La guerre, tout simplement…
Je ne suis pas mécontent que le film d’Ari Folman ne dure que 90 petites minutes ; malgré la force du propos, et la subtilité du discours – et sans doute aussi grâce à eux – je parvenais de moins en moins à supporter ces obsessionnelles images d’animation, fortement colorées d’un jaune malade et fatidique, avec qui j’étais de plus en plus mal à l’aise. Je n’oserais pas écrire que les séquences des derniers instants du film, extraites d’un reportage réalisé le lendemain du massacre des camps palestiniens de Sabra et Chatila m’ont paru plus faciles à supporter, alors qu’elles montrent l’hurlante douleur des femmes et des mères. Mais enfin, dût l’indignation gagner ceux qui me liraient, ce genre de désespoir, après un attentat, un séisme, un tsunami, un génocide on l’a déjà vu vingt fois, et il y a lieu de penser que ça ne va pas disparaître du paysage de nos horreurs télévisées presque quotidiennes.
Mais je n’avais jamais vu, pour ma part, capter la sauvagerie et la fragilité des hommes sous cette forme symbolique. La réalisation volontairement non réelle et souvent onirique a paru la seule possibilité à Ari Folman, comme il le dit dans un des intéressants suppléments du DVD, de montrer les intenables traumatismes de soldats jetés ça et là par les effrayantes nécessités de la guerre.

■ ■ ■

> CONSIGNE
D'après le passage cité, de quoi sont extraites les séquences des derniers instants du film d'Ari Folman ?

■ ■ ■

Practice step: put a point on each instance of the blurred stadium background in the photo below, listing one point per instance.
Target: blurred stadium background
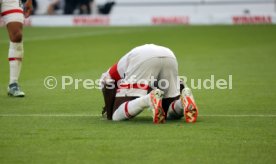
(209, 37)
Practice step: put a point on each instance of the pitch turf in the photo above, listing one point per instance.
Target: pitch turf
(64, 126)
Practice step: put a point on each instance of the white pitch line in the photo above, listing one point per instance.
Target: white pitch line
(94, 115)
(80, 34)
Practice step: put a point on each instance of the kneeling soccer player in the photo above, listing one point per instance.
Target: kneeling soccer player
(126, 85)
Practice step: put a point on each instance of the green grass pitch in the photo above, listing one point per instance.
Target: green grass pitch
(64, 126)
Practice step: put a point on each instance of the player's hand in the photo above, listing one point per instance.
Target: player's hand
(28, 8)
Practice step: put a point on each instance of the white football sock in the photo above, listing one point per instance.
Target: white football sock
(15, 60)
(131, 108)
(175, 110)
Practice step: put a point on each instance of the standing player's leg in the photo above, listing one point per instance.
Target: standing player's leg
(13, 17)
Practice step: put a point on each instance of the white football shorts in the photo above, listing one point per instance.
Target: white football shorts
(11, 11)
(158, 72)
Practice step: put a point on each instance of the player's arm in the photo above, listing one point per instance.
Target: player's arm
(109, 88)
(28, 8)
(109, 93)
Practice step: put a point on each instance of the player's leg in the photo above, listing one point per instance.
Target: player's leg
(185, 105)
(129, 107)
(147, 70)
(13, 17)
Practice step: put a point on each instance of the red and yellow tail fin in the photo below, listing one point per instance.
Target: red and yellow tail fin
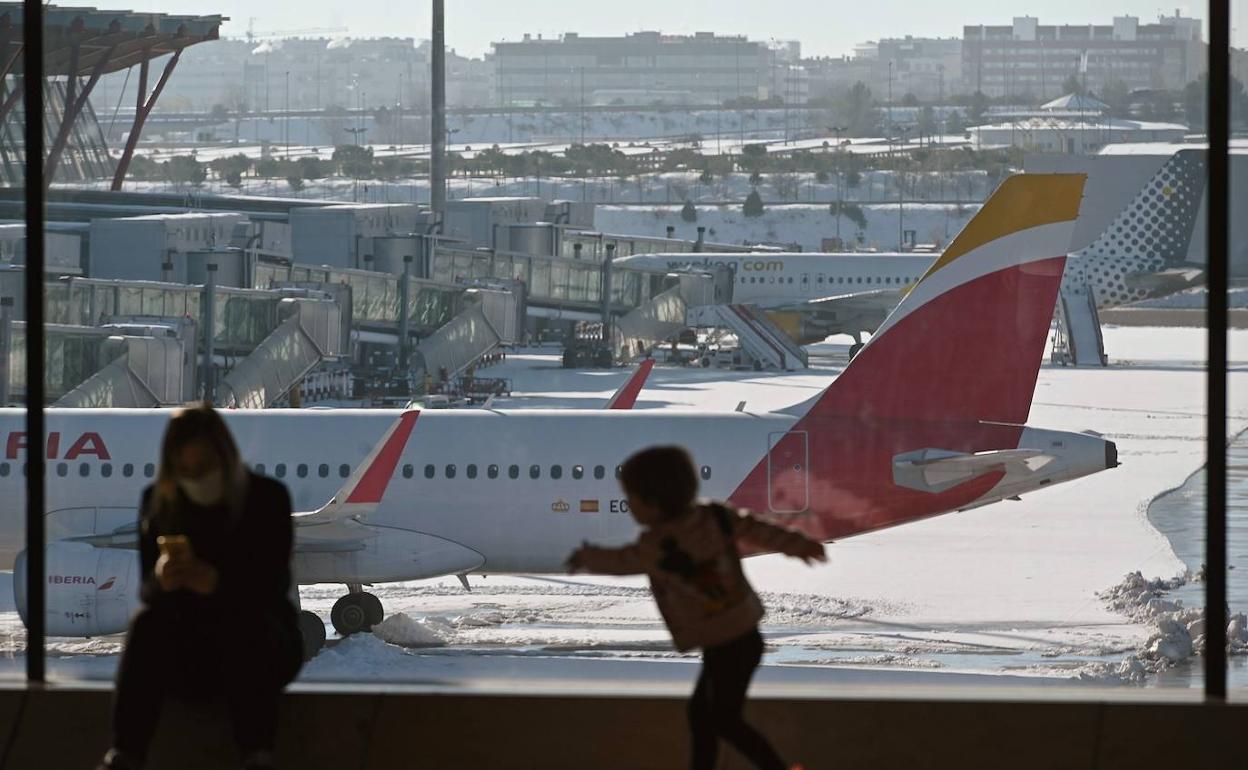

■ ■ ■

> RÉPONSE FINALE
Elles sont extraites d'un reportage réalisé le lendemain du massacre des camps palestiniens de Sabra et Chatila.